--- Source document ---
** start **

In the evaluation of the classification models, a confusion matrix would be used as it shows several different categories of the prediction including True Positives, True Negatives, False Positives, and False Negatives.

data.frame(predicted_yes = c("True Positive", "False Positive"),
           predicted_no = c("False Negative", "True Negative"),
           row.names = c("actual_yes", "actual_no"))

The metric of the performance that are used are Accuracy, Sensitivity/Recall, Precision, and Specificity (Saito and Rehmsmeier, 2015). Accuracy measures how many predictions that are correctly predicted. Separately, Sensitivity measures how many positive predictions are correctly predicted of all the positive outcome. The Precision is a metric to define how many of the positive predictions are correct. Lastly, Specificity measures the ratio of Negative predictions are correctly predicted. The equation of each metrics are described on the equation below.

\[Accuracy = \frac{TP + TN}{TP + TN +FP + FN}\] \[Sensitivity = \frac{TP}{TP+FN}\] \[Specificity = \frac{TN}{TN+FP}\] \[Precision = \frac{TP}{TP+FP}\]

Logistic Regression

To attain the probability values logistic regression predictions, predict functions is used by passing down ‘response’ string into the type parameter. The result of the predictions would be shown on the table below.

pred_logit <- predict(logit_model, newdata = data_test, type = "response")

as.data.frame(pred_logit)

By the table above, it is shown the probability value of each predictions. In a classification problem by the logistic model, the result should be converted to the class of the target variable. In this case, the ‘yes’ class would be presented as 1 binary value while the ‘no’ class would be presented as 0. At the end the code chunk, the confusion matrix would be established by using confusionMatrix function.

pred_class <- as.factor(if_else(pred_logit > 0.5, "yes", "no"))

perf_logit <- confusionMatrix(data = pred_class, reference = data_test$recommended_ind,
                              positive = "yes")

perf_logit

#> Confusion Matrix and Statistics
#> 
#>           Reference
#> Prediction  no yes
#>        no    0   0
#>        yes 130 261
#>                                              
#>                Accuracy : 0.6675             
#>                  95% CI : (0.6184, 0.7141)

** end **

--- Material provided ---
** start **

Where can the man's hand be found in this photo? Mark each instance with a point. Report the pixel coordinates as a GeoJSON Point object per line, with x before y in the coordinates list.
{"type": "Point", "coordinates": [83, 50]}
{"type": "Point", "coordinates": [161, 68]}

** end **

--- Stated exercise ---
Carry on the piece about evaluating classification models, starting right after its last line. The lines above aren't needed here.

--- Answer to this exercise ---
#>     No Information Rate : 0.6675             
#>     P-Value [Acc > NIR] : 0.5238             
#>                                              
#>                   Kappa : 0                  
#>                                              
#>  Mcnemar's Test P-Value : <0.0000000000000002
#>                                              
#>             Sensitivity : 1.0000             
#>             Specificity : 0.0000             
#>          Pos Pred Value : 0.6675             
#>          Neg Pred Value :    NaN             
#>              Prevalence : 0.6675             
#>          Detection Rate : 0.6675             
#>    Detection Prevalence : 1.0000             
#>       Balanced Accuracy : 0.5000             
#>                                              
#>        'Positive' Class : yes                
#>

By the result of the matrix, it is shown that the accuracy of the model on the data set is 66.75 % which means that only 66.75% of the predictions are correctly classified by the model. The Sensitivity and Specificity of 100% and 0% respectively show that all of the positive outcomes are correctly classified, while none of the negative outcomes are correctly specified. Lastly, the precision of 66.75 % (Pos Pred Value) shows that 66.75% of the positive predictions are correct.

k-NN

The confusion matrix of the k-NN model could be directly established as the result of the prediction of the k-NN are labelled by the class of the target. The confusion matrix of k-NN model is shown as below.

perf_knn <- confusionMatrix(data = knn_pred, reference = data_test$recommended_ind,
                            positive = "yes")
perf_knn

#> Confusion Matrix and Statistics
#> 
#>           Reference
#> Prediction  no yes
#>        no   10   5
#>        yes 120 256
#>                                              
#>                Accuracy : 0.6803             
#>                  95% CI : (0.6316, 0.7263)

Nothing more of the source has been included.